Entries excerpted from a collection
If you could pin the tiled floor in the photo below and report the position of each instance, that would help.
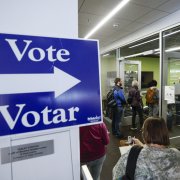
(113, 153)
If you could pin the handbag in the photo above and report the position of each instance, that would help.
(131, 162)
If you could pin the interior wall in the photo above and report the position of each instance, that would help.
(171, 20)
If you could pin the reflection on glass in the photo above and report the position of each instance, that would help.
(171, 77)
(130, 74)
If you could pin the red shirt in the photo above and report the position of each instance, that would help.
(93, 141)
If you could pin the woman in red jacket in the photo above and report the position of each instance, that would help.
(93, 141)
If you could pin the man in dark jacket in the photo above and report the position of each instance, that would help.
(136, 104)
(118, 110)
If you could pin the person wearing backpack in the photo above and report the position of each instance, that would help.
(136, 103)
(152, 99)
(118, 109)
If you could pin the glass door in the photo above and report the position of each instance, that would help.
(129, 71)
(171, 81)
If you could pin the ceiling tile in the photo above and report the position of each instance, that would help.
(132, 11)
(171, 6)
(134, 26)
(152, 16)
(150, 3)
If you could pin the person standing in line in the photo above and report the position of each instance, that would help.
(152, 99)
(118, 110)
(93, 141)
(136, 104)
(156, 161)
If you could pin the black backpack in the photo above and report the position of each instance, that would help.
(131, 162)
(111, 102)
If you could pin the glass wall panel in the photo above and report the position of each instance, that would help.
(171, 79)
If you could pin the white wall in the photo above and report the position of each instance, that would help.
(57, 18)
(155, 27)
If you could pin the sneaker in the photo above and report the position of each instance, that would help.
(133, 128)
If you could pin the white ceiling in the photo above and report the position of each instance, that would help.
(134, 16)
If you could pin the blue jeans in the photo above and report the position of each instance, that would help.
(117, 117)
(135, 110)
(153, 110)
(95, 167)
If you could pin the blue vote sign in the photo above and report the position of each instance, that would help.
(47, 83)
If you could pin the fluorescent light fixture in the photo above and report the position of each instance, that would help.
(106, 18)
(144, 42)
(172, 49)
(172, 33)
(104, 55)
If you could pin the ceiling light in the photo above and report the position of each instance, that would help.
(116, 25)
(144, 42)
(104, 55)
(172, 49)
(106, 18)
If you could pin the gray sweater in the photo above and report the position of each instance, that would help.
(152, 164)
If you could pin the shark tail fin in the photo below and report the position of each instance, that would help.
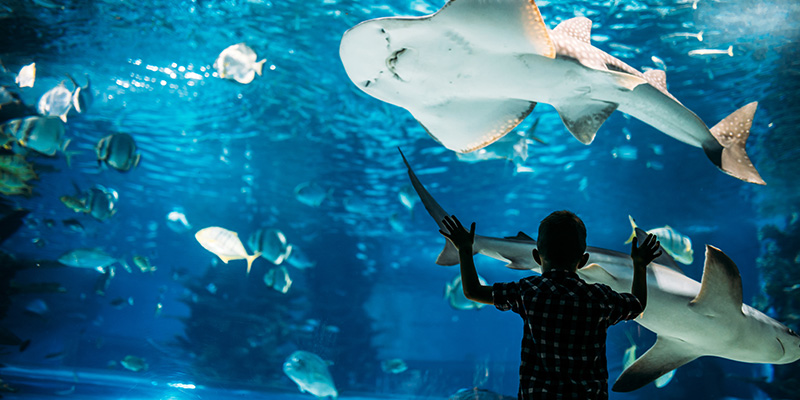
(732, 133)
(633, 229)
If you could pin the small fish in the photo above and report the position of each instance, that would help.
(89, 258)
(238, 62)
(298, 259)
(278, 279)
(177, 222)
(677, 245)
(133, 363)
(711, 52)
(118, 151)
(310, 373)
(82, 96)
(393, 366)
(311, 194)
(42, 134)
(271, 243)
(454, 294)
(56, 102)
(26, 76)
(144, 264)
(225, 244)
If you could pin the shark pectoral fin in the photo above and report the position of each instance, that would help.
(721, 286)
(583, 117)
(732, 133)
(579, 28)
(666, 355)
(466, 125)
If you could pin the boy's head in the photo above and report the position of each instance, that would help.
(562, 241)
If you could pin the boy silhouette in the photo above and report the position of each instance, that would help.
(565, 318)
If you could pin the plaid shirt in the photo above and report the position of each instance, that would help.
(564, 345)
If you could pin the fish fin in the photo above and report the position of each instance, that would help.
(633, 230)
(466, 125)
(720, 287)
(258, 66)
(666, 355)
(732, 133)
(583, 116)
(579, 28)
(250, 260)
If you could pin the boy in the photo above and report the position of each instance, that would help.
(564, 342)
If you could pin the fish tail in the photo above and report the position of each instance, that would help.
(731, 154)
(250, 260)
(633, 228)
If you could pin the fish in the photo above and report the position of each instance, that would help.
(691, 319)
(673, 242)
(454, 294)
(472, 71)
(310, 373)
(42, 134)
(311, 194)
(95, 259)
(238, 62)
(82, 97)
(278, 278)
(711, 52)
(393, 366)
(177, 222)
(56, 102)
(26, 76)
(271, 243)
(118, 151)
(133, 363)
(225, 244)
(298, 258)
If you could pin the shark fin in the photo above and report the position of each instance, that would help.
(666, 355)
(579, 28)
(721, 286)
(583, 117)
(732, 133)
(466, 125)
(512, 25)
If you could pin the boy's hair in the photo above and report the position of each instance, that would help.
(562, 239)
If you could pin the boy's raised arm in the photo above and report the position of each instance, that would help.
(462, 239)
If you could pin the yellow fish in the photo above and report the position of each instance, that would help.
(225, 244)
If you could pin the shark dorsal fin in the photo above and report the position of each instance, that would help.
(579, 28)
(521, 236)
(721, 286)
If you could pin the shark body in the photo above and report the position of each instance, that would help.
(692, 319)
(472, 71)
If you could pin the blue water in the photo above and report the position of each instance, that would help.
(231, 155)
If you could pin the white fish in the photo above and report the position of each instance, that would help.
(454, 294)
(42, 134)
(475, 69)
(271, 243)
(711, 52)
(310, 373)
(673, 242)
(225, 244)
(311, 194)
(238, 62)
(56, 102)
(26, 76)
(118, 151)
(278, 278)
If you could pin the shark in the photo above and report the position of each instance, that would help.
(691, 319)
(472, 71)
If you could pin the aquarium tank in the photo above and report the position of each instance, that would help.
(243, 198)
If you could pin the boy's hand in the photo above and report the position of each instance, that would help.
(646, 253)
(456, 232)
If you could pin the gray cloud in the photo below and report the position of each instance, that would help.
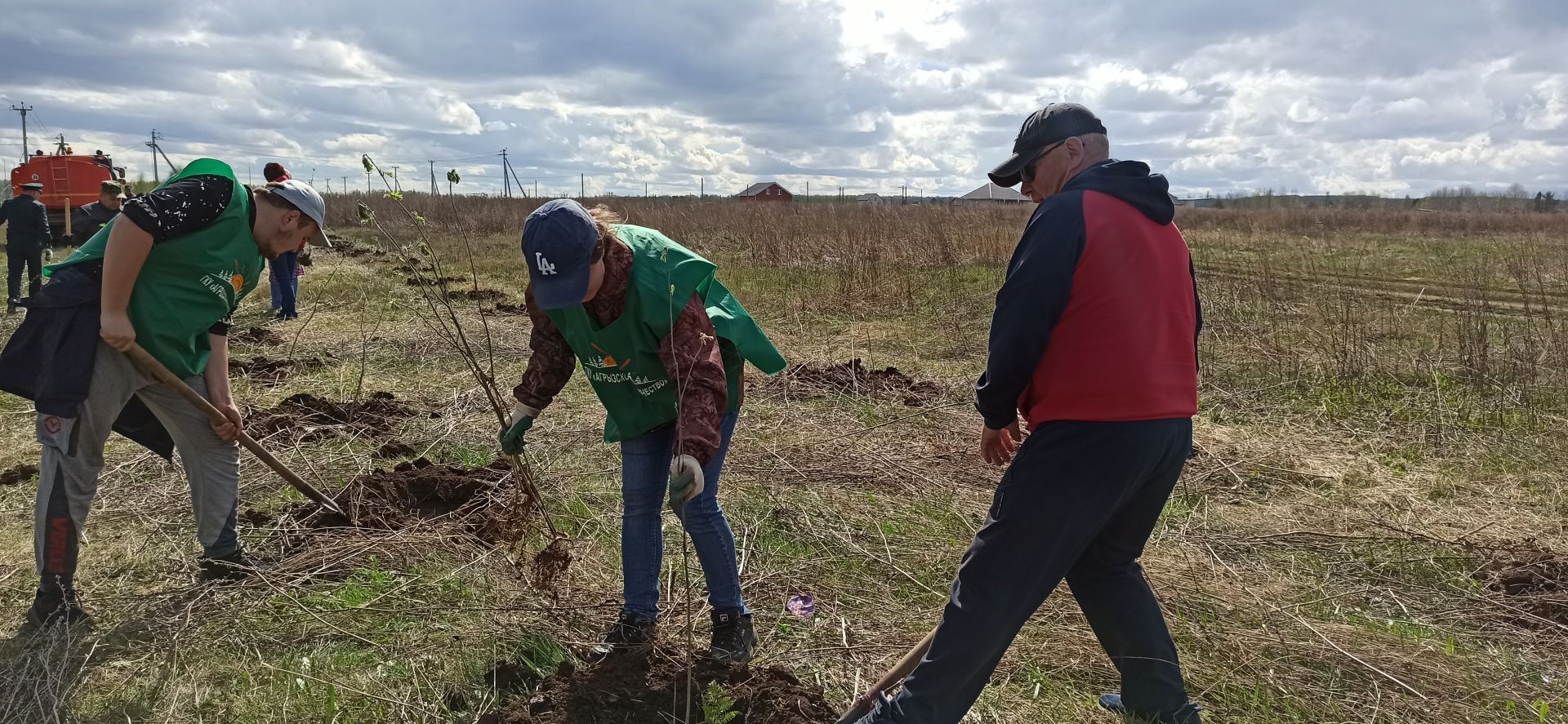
(1222, 95)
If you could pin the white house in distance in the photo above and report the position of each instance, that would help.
(990, 193)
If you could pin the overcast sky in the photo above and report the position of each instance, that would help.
(1338, 96)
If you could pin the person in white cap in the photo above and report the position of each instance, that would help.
(167, 273)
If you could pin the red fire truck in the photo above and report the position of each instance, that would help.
(69, 180)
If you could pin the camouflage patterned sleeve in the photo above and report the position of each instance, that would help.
(692, 359)
(549, 366)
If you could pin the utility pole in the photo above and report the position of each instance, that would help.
(154, 146)
(24, 110)
(506, 179)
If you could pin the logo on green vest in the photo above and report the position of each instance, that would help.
(608, 371)
(225, 284)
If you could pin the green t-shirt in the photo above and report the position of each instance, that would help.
(189, 282)
(621, 359)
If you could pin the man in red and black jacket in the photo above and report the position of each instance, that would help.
(1095, 344)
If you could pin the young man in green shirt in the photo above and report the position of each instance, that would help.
(664, 344)
(165, 274)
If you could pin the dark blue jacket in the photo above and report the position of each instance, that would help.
(27, 224)
(49, 358)
(1098, 317)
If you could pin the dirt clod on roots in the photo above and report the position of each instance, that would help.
(651, 686)
(318, 419)
(272, 371)
(20, 473)
(256, 337)
(853, 376)
(474, 295)
(1532, 580)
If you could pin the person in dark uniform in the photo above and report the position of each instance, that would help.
(27, 235)
(88, 218)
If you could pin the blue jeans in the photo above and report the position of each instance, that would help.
(284, 282)
(1078, 504)
(645, 486)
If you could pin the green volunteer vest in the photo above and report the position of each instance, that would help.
(189, 282)
(621, 359)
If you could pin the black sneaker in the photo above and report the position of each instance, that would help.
(734, 638)
(629, 632)
(229, 567)
(54, 606)
(1186, 715)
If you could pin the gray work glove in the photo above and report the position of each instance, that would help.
(516, 429)
(686, 483)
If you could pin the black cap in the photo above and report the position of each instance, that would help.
(1045, 127)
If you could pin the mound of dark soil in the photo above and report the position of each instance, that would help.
(395, 449)
(255, 517)
(853, 376)
(1530, 579)
(422, 492)
(18, 475)
(550, 565)
(317, 419)
(267, 369)
(474, 295)
(651, 686)
(353, 251)
(256, 335)
(416, 281)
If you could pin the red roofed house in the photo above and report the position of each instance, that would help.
(768, 192)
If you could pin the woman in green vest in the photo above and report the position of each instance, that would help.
(664, 345)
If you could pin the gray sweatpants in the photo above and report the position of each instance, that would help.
(74, 456)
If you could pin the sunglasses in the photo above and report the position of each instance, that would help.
(1029, 168)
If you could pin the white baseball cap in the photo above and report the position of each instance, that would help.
(305, 198)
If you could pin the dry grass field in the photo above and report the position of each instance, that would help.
(1371, 527)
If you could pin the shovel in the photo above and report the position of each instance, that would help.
(899, 673)
(156, 371)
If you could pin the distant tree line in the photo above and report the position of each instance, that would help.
(1462, 198)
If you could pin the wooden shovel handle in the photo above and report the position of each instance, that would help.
(899, 673)
(156, 371)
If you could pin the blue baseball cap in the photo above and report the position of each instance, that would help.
(557, 242)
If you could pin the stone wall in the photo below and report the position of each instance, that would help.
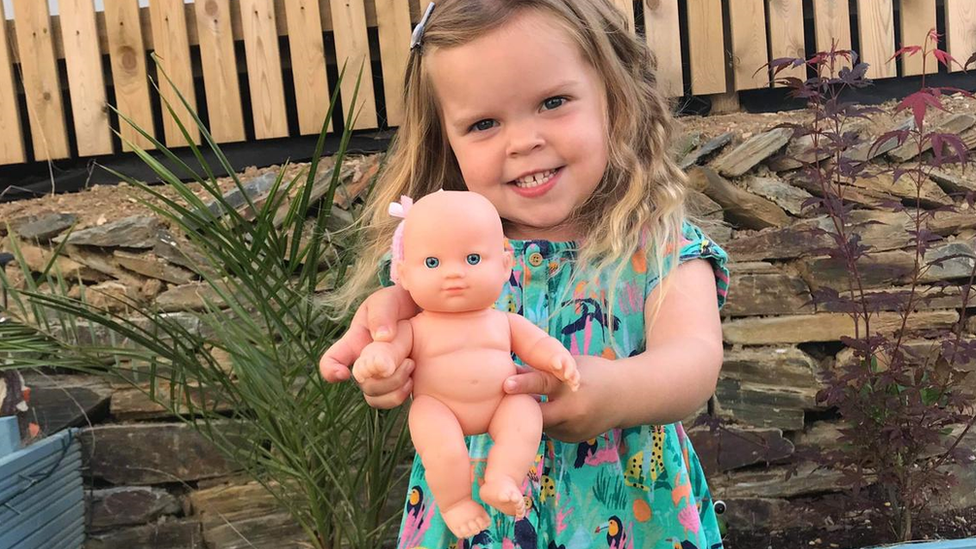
(159, 485)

» Task statement: Reproduce the entries above, starting at the line containing "If you could pin the woman in green" and ending at the final line of the entries, both included, with each point coordinate in the answers multiplied by 1.2 and rounded to the nearest whole number, halves rounded up. Leave the requests unchanged and omit the pictures.

» Written reply:
If you could pin the woman in green vest in the photo above and report the position of each instance, that would help.
(797, 414)
If you could pin the gray sweatpants in the photo above and report the position of each instance, that would help.
(89, 547)
If you could pin the sunglasses in the photo above and report the position of each instance, that would help.
(1235, 202)
If you could pin the white baseball cap in the photo above and report the position of each instance, that would help.
(366, 238)
If you could pin the dry grass field in the photo above and report the position of each instance, that would help.
(1645, 632)
If you could pin the shovel in the photo above and report the position of each instance, that would help.
(1079, 808)
(187, 445)
If you could pin the distant tree line in the photo above and report the position of each instance, that would help.
(1754, 238)
If you could pin the wooden shovel handle in the photo above and report the position of each instance, that would help.
(1079, 808)
(187, 445)
If you could pin the blue baseball cap in the photo above and report the position of each instance, that would help.
(668, 290)
If you could pin the stone wall in the photo below and report the position of each instance, that would help.
(191, 582)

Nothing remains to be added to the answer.